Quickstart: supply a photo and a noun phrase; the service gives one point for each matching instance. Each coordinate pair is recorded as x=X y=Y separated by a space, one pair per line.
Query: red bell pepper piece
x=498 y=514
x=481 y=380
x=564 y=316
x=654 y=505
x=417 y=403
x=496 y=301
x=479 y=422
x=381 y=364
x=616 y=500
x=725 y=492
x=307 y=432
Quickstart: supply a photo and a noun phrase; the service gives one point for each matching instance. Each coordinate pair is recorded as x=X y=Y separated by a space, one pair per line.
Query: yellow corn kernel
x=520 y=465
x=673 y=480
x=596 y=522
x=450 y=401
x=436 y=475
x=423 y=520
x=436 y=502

::::

What the task requires: Print all of the data above again, line for line and without any changes.

Answer for the task:
Quickstart: supply a photo and a noun phrase; the service gives one point for each matching instance. Each coordinate pair is recorded as x=X y=Y separated by a space, one pair per line.
Query: red bell pepper piece
x=498 y=514
x=481 y=380
x=564 y=316
x=654 y=505
x=417 y=403
x=496 y=301
x=479 y=422
x=381 y=364
x=616 y=500
x=725 y=492
x=307 y=432
Quickstart: supply a photo and a noun phrase; the service gives one point for each matching instance. Each coordinate pair is recorded as x=X y=Y separated by a space, one pair per line.
Query: yellow corn kernel
x=520 y=465
x=673 y=480
x=596 y=522
x=450 y=401
x=436 y=475
x=423 y=520
x=436 y=502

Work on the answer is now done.